EXERCISE GOAL – Rewrite the listing starting with the line containing "horse's nostril, one" and going on through the line containing "point(131, 181)", both included, with nothing before or after. Keep every request and its sample points as they are, but offset each coordinate in the answers by -69.

--- begin SUPPLIED MATERIAL ---

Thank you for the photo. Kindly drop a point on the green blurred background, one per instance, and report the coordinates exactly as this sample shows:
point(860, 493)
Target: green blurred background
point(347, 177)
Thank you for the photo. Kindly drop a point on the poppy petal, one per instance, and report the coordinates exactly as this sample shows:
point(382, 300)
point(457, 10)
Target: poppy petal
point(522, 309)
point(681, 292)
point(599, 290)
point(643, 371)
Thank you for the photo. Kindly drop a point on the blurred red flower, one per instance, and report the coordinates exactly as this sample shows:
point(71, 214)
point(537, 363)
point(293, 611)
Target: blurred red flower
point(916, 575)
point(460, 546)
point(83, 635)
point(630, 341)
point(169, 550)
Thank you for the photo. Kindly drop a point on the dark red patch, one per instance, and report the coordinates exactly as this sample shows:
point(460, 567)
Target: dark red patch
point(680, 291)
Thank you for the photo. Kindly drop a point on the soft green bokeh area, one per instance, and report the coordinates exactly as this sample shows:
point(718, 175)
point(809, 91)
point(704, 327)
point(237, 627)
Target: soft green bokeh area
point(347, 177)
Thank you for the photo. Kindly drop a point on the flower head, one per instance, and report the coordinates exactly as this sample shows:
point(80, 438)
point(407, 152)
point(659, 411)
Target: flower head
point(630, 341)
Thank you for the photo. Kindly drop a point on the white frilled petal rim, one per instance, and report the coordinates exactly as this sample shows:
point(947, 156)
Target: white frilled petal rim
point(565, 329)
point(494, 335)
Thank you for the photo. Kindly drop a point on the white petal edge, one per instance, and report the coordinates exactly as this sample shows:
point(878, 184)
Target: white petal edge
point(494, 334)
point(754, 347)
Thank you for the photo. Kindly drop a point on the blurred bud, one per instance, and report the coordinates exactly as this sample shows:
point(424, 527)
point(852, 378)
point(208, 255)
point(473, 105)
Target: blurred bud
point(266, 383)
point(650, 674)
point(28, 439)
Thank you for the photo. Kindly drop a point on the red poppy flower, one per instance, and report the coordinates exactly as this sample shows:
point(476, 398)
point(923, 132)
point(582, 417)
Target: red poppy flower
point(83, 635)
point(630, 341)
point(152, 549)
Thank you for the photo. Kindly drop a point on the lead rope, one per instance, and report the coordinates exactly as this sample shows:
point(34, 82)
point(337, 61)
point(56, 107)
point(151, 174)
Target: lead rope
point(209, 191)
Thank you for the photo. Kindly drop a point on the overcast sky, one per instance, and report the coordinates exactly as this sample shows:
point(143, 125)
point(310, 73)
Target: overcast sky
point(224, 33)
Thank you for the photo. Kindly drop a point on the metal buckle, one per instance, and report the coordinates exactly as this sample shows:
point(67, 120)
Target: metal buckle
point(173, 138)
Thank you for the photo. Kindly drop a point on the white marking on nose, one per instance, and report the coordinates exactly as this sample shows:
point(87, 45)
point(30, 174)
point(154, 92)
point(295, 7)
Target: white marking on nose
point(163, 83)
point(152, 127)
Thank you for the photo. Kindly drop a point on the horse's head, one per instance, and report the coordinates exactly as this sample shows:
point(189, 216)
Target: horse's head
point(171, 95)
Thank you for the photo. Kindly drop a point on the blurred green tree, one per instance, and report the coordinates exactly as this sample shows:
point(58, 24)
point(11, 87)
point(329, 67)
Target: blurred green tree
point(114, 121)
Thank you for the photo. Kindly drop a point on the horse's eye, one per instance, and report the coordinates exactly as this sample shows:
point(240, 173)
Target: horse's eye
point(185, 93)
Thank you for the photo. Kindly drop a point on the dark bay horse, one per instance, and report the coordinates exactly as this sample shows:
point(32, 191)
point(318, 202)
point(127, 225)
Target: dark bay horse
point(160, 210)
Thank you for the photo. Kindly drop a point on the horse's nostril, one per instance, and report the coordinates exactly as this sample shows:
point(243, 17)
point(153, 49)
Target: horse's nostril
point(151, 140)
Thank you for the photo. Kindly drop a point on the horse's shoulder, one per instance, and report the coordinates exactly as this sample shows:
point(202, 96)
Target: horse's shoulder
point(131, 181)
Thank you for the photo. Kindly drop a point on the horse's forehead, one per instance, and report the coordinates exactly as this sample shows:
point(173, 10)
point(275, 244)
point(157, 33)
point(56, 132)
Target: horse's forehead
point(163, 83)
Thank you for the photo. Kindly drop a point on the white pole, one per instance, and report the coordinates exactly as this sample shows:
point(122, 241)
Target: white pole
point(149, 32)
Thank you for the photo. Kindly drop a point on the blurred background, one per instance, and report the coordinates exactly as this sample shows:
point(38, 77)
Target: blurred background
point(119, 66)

--- end SUPPLIED MATERIAL ---

OUTPUT FOR THIS EXERCISE –
Thank you for the photo. Kindly drop a point on the horse's nostril, one per instance, and report the coordinates exactly as this sample shows:
point(243, 17)
point(153, 49)
Target: horse's nostril
point(82, 71)
Thank you for the photo. Kindly drop a point on the horse's shoulder, one per instance, and report the coordinates exactly as this sample shows:
point(202, 96)
Target: horse's shoulder
point(62, 112)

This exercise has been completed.